▸ What is needed:
The entries below are to be reproduced exactly, with their pictures omitted.
───── Record excerpts
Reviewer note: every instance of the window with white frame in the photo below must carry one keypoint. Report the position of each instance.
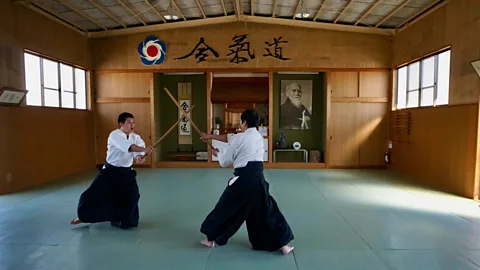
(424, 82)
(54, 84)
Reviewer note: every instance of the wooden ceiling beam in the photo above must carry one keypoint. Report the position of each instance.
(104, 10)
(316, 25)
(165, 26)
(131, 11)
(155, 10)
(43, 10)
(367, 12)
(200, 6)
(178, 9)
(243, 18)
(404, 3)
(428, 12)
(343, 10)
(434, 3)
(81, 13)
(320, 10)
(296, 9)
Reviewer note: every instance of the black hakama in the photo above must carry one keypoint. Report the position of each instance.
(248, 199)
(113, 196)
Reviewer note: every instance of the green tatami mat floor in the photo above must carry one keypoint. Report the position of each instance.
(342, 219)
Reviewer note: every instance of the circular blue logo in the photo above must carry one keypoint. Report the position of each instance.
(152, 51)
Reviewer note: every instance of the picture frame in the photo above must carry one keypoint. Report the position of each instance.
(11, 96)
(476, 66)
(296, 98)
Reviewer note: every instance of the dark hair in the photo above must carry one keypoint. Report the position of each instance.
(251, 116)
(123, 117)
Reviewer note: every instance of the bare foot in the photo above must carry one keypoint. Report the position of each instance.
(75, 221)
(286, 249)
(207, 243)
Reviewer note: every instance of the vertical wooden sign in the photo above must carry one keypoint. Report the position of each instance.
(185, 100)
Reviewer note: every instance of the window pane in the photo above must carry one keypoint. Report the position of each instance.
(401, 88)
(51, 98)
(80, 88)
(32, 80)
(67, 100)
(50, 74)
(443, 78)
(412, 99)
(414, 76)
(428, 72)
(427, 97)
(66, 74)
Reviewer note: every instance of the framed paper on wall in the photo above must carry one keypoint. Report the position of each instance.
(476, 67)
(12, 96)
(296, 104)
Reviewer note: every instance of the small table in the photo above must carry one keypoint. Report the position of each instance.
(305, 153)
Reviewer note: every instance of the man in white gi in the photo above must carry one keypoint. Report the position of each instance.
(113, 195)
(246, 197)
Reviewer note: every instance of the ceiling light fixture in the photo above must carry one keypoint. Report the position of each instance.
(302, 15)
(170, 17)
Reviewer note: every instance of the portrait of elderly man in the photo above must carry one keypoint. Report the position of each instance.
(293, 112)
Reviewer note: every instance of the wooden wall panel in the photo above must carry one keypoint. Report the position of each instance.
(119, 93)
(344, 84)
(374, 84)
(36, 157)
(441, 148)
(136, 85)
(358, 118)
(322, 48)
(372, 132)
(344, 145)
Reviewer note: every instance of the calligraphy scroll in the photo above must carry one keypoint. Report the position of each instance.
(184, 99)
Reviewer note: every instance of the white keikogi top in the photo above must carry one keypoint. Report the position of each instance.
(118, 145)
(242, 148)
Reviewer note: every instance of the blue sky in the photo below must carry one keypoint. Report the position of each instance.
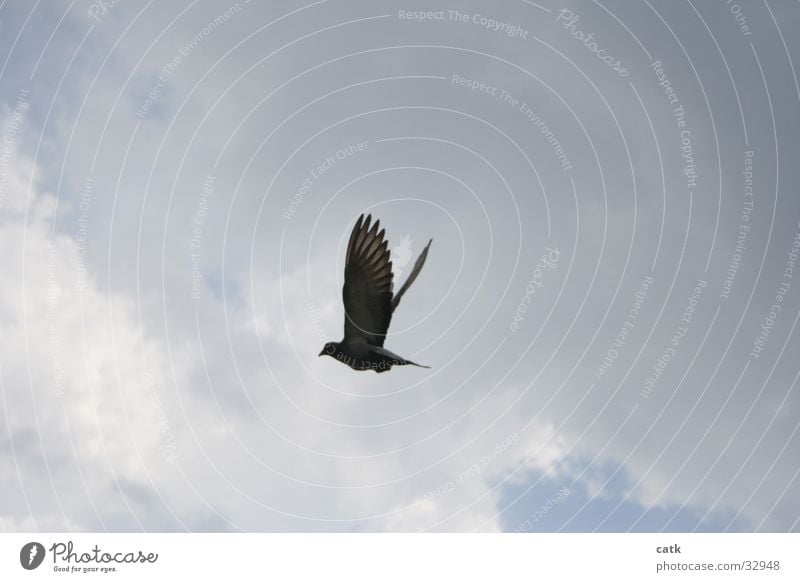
──────────
▸ Output for this exercise:
Reviewer note: every instance of the window with white frame in the photo below must carry one keypoint. Report the position of each instance.
(424, 82)
(54, 84)
Reviewer note: every instance of the wooden ceiling beam in the photo above must carry one keypoint. Report the position of each instance.
(104, 10)
(316, 25)
(165, 26)
(131, 11)
(155, 10)
(43, 10)
(367, 12)
(200, 6)
(178, 9)
(243, 18)
(404, 3)
(428, 12)
(343, 10)
(434, 3)
(81, 13)
(320, 10)
(296, 9)
Reviewer note: every instance of the black hakama in the photo above must carry one keypoint. Report the position of each instance.
(248, 199)
(113, 196)
Reviewer note: every instance of the green tatami mat floor in the photo above must carry one keypoint. Report the position of each instance.
(342, 219)
Reviewer note: every instance of the circular blue logo in the photo above must carry one keypoint. Report the position of each instance.
(152, 51)
Reviewer note: every instance of the picture frame in the photo above must carry one keypoint. Report the position of each instance.
(11, 96)
(476, 66)
(296, 98)
Reviewer note: every instance of the dark hair in the photo above must carry one keypoint. Report the position of each instance.
(251, 116)
(123, 117)
Reviewer note: every instance of the bare foot in the photo above must carry one keypoint. Report the position of each instance.
(75, 221)
(286, 249)
(207, 243)
Reviewer note: every instance of the vertical wooden sign in the photo above must carry one keypoint. Report the position of each instance.
(185, 100)
Reviewer note: every instance of the window pane in the photo above must carry one keypoint. Report the position of each instance.
(401, 88)
(51, 98)
(80, 88)
(32, 80)
(67, 100)
(50, 74)
(443, 78)
(412, 99)
(414, 76)
(428, 72)
(427, 97)
(66, 74)
Reviewer note: every instance of the framed paper on wall in the photo above must carry one keypoint. Report the position of each instance.
(476, 67)
(12, 96)
(296, 104)
Reviewer note: every instance of the small table in the photo above must carry one keypoint. Report the position of each instance.
(305, 153)
Reviewer note: every instance of the man in white gi in the photo above must carry one keypoint. Report the position of each instance.
(113, 195)
(246, 197)
Reviewer note: every instance of the ceiling light fixture in the photo above must carry one keypoint. Report the position of each instance.
(302, 15)
(170, 17)
Reviewer note: every instance of the portrait of elderly man in the photo above must carry one keypoint. Report the position of each instance.
(293, 112)
Reviewer note: every instance of the wooden wall panel in the photo above must carry one keypoint. Report the position of each instance.
(119, 93)
(344, 84)
(374, 84)
(36, 157)
(441, 148)
(136, 85)
(358, 118)
(322, 48)
(372, 132)
(344, 145)
Reviewer note: every instance of the calligraphy scroll in the photo above must carry one keypoint. Report the position of each instance.
(184, 99)
Reviewer note: every instance of the white keikogi top in the photo above must carry one keypoint. Report the position of each instance.
(118, 145)
(242, 148)
Reviewer note: every instance of the blue sky in the photo below must carry one keypoint. Report the position of each instance.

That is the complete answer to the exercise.